(Reading text Opens)

According to Brigham and Women’s Hospital, most of us pass gas anywhere from 12-25 times a day. Recent surveys suggest that abdominal bloating affects up to 30 percent of Americans. It’s not something we like to talk about. But gas and bloating are somewhat inevitable – when you eat (and drink), the space inside your stomach is filled and that causes some expansion. There are, however, foods that make things worse. Here are five you should avoid:
- Cruciferous Vegetables – kale, broccoli, and cabbage are in this category. They contain raffinose — a sugar that remains undigested until bacteria in your gut ferment it, which produces gas and, in turn, makes you bloat. You don’t need to skip the greens entirely, but keep portions minimal. You can also steam these veggies since cooking them will soften the fiber.

(Reading text Closes)
(Material shown Opens)

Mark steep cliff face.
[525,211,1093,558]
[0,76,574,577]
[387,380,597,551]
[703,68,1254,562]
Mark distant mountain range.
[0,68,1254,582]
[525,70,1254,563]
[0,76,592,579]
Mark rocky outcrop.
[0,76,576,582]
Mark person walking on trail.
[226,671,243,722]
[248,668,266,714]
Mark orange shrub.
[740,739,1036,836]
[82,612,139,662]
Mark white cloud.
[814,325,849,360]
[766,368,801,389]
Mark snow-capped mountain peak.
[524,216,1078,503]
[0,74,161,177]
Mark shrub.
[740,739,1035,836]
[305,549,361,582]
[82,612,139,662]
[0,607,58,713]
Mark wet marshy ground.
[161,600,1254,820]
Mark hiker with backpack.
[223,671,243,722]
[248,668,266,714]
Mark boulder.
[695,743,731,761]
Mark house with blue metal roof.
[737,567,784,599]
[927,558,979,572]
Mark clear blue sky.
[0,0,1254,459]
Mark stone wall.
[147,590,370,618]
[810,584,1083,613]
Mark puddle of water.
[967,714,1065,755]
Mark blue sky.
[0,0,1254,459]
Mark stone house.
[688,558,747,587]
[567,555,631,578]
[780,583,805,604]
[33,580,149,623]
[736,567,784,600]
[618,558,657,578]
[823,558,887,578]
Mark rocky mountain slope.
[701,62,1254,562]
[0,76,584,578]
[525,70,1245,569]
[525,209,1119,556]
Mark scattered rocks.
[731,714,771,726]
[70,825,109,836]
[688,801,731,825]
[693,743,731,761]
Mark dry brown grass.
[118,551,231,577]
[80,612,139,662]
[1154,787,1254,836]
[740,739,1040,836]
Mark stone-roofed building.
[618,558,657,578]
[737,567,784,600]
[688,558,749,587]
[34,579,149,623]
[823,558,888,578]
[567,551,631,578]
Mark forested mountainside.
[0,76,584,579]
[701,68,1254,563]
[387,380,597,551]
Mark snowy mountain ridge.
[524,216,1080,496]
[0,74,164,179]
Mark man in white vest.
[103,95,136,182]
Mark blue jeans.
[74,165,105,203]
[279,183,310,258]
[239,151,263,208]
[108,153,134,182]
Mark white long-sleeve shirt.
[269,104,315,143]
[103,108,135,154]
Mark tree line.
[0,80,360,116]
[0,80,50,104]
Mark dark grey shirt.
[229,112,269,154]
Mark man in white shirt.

(Material shown Closes)

◆ Actions to take ◆
1 - Copy the passage on gas and bloating starting at "According to Brigham" and ending at "soften the fiber.", switching "gas" to "wind".
2 - In the passage on gas and bloating, what sugar do cruciferous vegetables contain?
This material plays no role here.

◆ Results ◆
1 -
According to Brigham and Women’s Hospital, most of us pass wind anywhere from 12-25 times a day. Recent surveys suggest that abdominal bloating affects up to 30 percent of Americans. It’s not something we like to talk about. But wind and bloating are somewhat inevitable – when you eat (and drink), the space inside your stomach is filled and that causes some expansion. There are, however, foods that make things worse. Here are five you should avoid:
- Cruciferous Vegetables – kale, broccoli, and cabbage are in this category. They contain raffinose — a sugar that remains undigested until bacteria in your gut ferment it, which produces wind and, in turn, makes you bloat. You don’t need to skip the greens entirely, but keep portions minimal. You can also steam these veggies since cooking them will soften the fiber.

2 - Raffinose